» CHALLENGE
Could you give the data below again, exactly and completely?

» TASK INPUTS
══════

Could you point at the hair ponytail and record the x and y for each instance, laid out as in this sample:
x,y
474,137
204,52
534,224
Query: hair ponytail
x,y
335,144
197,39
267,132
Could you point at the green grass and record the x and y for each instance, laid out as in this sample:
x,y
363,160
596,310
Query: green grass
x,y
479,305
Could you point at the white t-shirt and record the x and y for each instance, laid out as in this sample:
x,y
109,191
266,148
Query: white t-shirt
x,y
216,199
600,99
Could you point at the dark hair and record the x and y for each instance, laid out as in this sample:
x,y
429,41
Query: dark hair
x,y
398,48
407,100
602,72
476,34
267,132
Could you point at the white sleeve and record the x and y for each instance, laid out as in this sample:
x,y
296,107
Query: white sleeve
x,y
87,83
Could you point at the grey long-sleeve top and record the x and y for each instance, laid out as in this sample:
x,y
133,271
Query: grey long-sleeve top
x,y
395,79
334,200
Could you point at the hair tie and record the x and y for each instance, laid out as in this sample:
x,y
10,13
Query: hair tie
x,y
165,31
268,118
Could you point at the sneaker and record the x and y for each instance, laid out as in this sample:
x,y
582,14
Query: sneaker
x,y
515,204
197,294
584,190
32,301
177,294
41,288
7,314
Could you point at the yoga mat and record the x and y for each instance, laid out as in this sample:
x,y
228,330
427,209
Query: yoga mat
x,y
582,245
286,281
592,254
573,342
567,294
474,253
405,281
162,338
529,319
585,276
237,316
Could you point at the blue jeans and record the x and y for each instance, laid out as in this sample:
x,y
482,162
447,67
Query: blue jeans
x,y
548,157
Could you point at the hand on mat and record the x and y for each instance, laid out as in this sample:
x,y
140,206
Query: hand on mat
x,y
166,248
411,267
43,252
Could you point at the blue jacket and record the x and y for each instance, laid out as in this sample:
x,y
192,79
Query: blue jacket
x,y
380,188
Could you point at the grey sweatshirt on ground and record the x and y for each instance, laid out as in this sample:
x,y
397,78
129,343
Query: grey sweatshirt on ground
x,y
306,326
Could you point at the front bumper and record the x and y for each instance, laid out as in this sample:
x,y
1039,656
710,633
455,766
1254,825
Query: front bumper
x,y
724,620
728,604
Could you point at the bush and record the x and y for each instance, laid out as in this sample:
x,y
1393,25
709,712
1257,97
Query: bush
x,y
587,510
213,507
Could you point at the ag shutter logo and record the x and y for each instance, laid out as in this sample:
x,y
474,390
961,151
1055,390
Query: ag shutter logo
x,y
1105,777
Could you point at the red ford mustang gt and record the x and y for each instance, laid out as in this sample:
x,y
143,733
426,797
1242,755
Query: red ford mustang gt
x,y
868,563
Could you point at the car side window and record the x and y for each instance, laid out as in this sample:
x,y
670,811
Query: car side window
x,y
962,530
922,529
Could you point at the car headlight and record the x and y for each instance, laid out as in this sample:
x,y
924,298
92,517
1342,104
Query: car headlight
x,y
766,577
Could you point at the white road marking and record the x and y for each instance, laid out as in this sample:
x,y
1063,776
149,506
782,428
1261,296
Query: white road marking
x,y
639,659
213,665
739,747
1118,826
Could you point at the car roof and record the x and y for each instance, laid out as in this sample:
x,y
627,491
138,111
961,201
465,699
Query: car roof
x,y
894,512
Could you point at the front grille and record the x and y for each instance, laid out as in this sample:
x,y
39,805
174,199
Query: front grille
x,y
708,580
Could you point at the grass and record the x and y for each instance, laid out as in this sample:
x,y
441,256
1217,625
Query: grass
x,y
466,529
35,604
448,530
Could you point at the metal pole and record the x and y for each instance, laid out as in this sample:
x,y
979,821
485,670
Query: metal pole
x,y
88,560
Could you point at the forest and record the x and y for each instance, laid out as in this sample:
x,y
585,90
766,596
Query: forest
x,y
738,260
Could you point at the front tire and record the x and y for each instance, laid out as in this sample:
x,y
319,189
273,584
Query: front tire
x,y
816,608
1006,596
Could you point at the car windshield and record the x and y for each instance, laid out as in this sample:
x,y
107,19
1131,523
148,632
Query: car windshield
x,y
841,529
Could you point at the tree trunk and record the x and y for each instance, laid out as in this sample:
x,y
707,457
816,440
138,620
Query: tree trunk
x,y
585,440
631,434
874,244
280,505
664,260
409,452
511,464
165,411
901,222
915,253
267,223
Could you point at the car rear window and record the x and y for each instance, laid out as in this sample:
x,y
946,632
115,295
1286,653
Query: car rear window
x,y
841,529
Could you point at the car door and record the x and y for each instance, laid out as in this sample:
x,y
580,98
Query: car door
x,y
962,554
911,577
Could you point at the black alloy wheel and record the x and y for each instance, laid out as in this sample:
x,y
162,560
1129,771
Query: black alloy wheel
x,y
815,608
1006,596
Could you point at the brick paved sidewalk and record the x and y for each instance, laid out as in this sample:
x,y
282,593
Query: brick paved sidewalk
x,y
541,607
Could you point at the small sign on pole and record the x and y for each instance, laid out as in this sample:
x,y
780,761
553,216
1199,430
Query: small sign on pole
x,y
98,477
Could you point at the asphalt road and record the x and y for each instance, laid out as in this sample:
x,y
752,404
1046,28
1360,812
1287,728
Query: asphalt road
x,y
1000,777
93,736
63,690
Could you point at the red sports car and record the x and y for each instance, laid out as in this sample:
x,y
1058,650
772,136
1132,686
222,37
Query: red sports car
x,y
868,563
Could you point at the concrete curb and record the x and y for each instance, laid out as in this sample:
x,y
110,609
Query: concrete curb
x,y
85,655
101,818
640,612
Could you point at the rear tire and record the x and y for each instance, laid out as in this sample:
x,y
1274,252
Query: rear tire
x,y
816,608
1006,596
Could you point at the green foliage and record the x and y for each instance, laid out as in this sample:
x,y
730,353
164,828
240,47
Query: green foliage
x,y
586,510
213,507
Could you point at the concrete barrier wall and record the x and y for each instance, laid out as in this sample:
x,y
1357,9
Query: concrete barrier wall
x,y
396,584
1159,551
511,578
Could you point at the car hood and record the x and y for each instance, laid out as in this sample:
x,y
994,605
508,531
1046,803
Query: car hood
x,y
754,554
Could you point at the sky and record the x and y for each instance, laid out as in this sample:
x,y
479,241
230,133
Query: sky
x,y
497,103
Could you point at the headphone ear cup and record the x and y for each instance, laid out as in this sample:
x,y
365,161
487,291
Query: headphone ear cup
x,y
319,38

══════

» EXERCISE ANSWER
Could you point at the hair ponytail and record the x and y for each instance, laid out as in this sample:
x,y
474,137
204,52
534,224
Query: hair ponytail
x,y
335,144
197,39
267,132
Could you point at the green grass and record the x and y for each instance, laid out as in this sample:
x,y
363,160
596,310
Query: green grass
x,y
479,305
Could you point at the white t-shirt and record the x and y for each instance, laid out as in this sample:
x,y
109,191
266,148
Query: white t-shirt
x,y
216,199
600,99
Could you point at the dark hair and record the x and y for each instance, laid out as in this sample:
x,y
429,41
Query: dark hair
x,y
398,48
407,100
602,72
476,34
267,132
Could you point at the white sleeve and record the x and y for each instance, laid out as in this sample:
x,y
296,107
Query: white sleeve
x,y
87,83
Could you point at the grey long-sleeve top and record the x and y for each instance, laid out as in this sample:
x,y
133,271
Query: grey long-sleeve top
x,y
395,79
334,200
Could you point at the hair tie and record the x and y for each instance, laid out as in this sample:
x,y
10,13
Query: hair tie
x,y
165,31
268,118
Could you point at the sneaker and record the x and y for each instance, laid out as in this sample:
x,y
582,14
Query: sneaker
x,y
515,204
197,294
584,190
32,301
177,294
41,288
7,314
Could you point at the yoga mat and record the x and y for each instance, laid out as in this sample:
x,y
228,330
427,209
Query: yoga mat
x,y
582,245
286,281
592,254
573,342
567,294
474,253
405,281
162,338
529,319
585,276
237,316
Could you point at the blue jeans and record the x and y for each instance, laid out as in this sample:
x,y
482,162
447,67
Query: blue jeans
x,y
548,157
Could you point at the hand on mat and record the x and y for each instance, laid out as in this sample:
x,y
140,206
Query: hand on mat
x,y
166,248
411,267
43,252
Could you point at the blue jacket and record the x and y for each instance, laid out as in this sample:
x,y
192,79
Query: blue jacket
x,y
380,188
Could you point at the grey sweatshirt on ground and record the x and y for each instance, laid out as in this sample:
x,y
397,78
129,343
Query: grey sweatshirt on ground
x,y
306,326
Could you point at the front bumper and record the x and y for each instance, laid out as in this sample:
x,y
1039,656
710,633
455,766
1254,825
Query: front bumper
x,y
724,620
728,604
Could you point at the bush and record the x and y for each instance, laid out as in this sample:
x,y
1393,25
709,712
1257,97
Query: bush
x,y
587,510
213,507
Could you point at the ag shutter logo and record the x and y for each instance, laid out as in this sample:
x,y
474,390
961,151
1055,390
Query: ag shutter logo
x,y
1105,777
Could you point at the red ford mustang gt and record the x and y for each instance, laid out as in this sample:
x,y
143,733
426,797
1242,755
Query: red ford mustang gt
x,y
868,563
Could you point at the car side window and record the x and y for each instance, laid out as in this sample:
x,y
670,811
Query: car side window
x,y
962,530
922,529
Could you point at the car headlight and record the x and y for each instance, laid out as in this sample:
x,y
924,298
92,517
1342,104
Query: car headlight
x,y
766,577
Could you point at the white road marking and record the x and y for each instance, laid out as in this sample:
x,y
1063,776
149,506
782,428
1261,296
Query: white road marking
x,y
639,659
213,665
739,747
1118,826
Could you point at the car roof and record the x and y for each instance, laid out as in this sample:
x,y
627,491
138,111
961,201
465,699
Query: car roof
x,y
894,512
Could you point at the front grille and record the x and y for each instance, laid out as in this sample:
x,y
39,805
174,199
Query: front grille
x,y
708,580
Could you point at the grass and record the x and y for each instance, laid out as in this sample:
x,y
441,256
1217,625
Query: grass
x,y
466,529
35,604
448,530
Could you point at the metal pole and record the x and y for each instance, laid out as in this sample:
x,y
979,821
485,670
Query: metal pole
x,y
88,560
Could you point at the forest and record the x and y for each instance, laid out as in this sample:
x,y
585,90
766,596
Query: forest
x,y
738,260
Could you point at the front tire and record the x and y for each instance, laid out as in this sample:
x,y
319,189
273,584
Query: front tire
x,y
816,608
1006,596
Could you point at the car windshield and record the x and y for each instance, laid out as in this sample:
x,y
107,19
1131,523
148,632
Query: car windshield
x,y
841,529
Could you point at the tree trunk and record the x and y for each instance, laid out as in this sample:
x,y
707,457
816,440
138,620
Query: tree trunk
x,y
585,440
631,434
874,244
280,505
664,260
409,452
511,464
165,411
901,222
915,253
267,223
Could you point at the car rear window and record the x and y for each instance, laid out as in this sample:
x,y
946,632
115,295
1286,653
Query: car rear window
x,y
841,529
Could you point at the car door and record the x and y for each instance, laid out as in this sample:
x,y
580,98
Query: car door
x,y
962,554
911,577
Could you point at the black alloy wheel and record the x and y for each instance, laid out as in this sample:
x,y
162,560
1129,771
Query: black alloy wheel
x,y
815,608
1006,596
Could you point at the brick paved sidewalk and record the x and y for each instance, laid out as in this sample:
x,y
282,593
Query: brick paved sidewalk
x,y
541,607
Could you point at the small sign on pole and record the x and y for each instance, laid out as in this sample:
x,y
780,761
553,216
1199,430
Query: small sign on pole
x,y
98,477
Could you point at the asphalt road and record the x and y for each instance, laid out as in this sample:
x,y
752,404
1046,28
1360,812
1287,728
Query: asphalt road
x,y
1000,777
93,736
63,690
Could you point at the red sports car and record the x and y for each instance, laid out as in this sample:
x,y
1058,650
772,136
1132,686
222,37
Query: red sports car
x,y
868,563
Could you point at the concrete curb and record the x and y for each instance, laid out as in this sample:
x,y
110,609
Query: concrete curb
x,y
85,655
101,818
640,612
Could you point at the rear tire and record the x and y for each instance, laid out as in this sample:
x,y
1274,252
Query: rear tire
x,y
816,608
1006,596
Could you point at the green foliage and record the x and y for each instance, laid out as in this sample:
x,y
730,353
164,828
240,47
Query: green foliage
x,y
586,510
213,507
Could you point at the concrete barrier wall and record the x and y for each instance, laid out as in this sample:
x,y
1357,9
Query: concrete barrier wall
x,y
396,584
1159,551
511,578
Could you point at the car hood and record the x and y for each instance, laid out as in this sample:
x,y
994,605
508,531
1046,803
Query: car hood
x,y
754,554
Could you point at the sky and record the x and y for each instance, laid out as in this sample:
x,y
479,241
230,133
Query: sky
x,y
497,103
Could you point at the headphone ear cup and record the x and y for each instance, laid out as in this sample:
x,y
365,161
487,291
Query: headphone ear cup
x,y
319,38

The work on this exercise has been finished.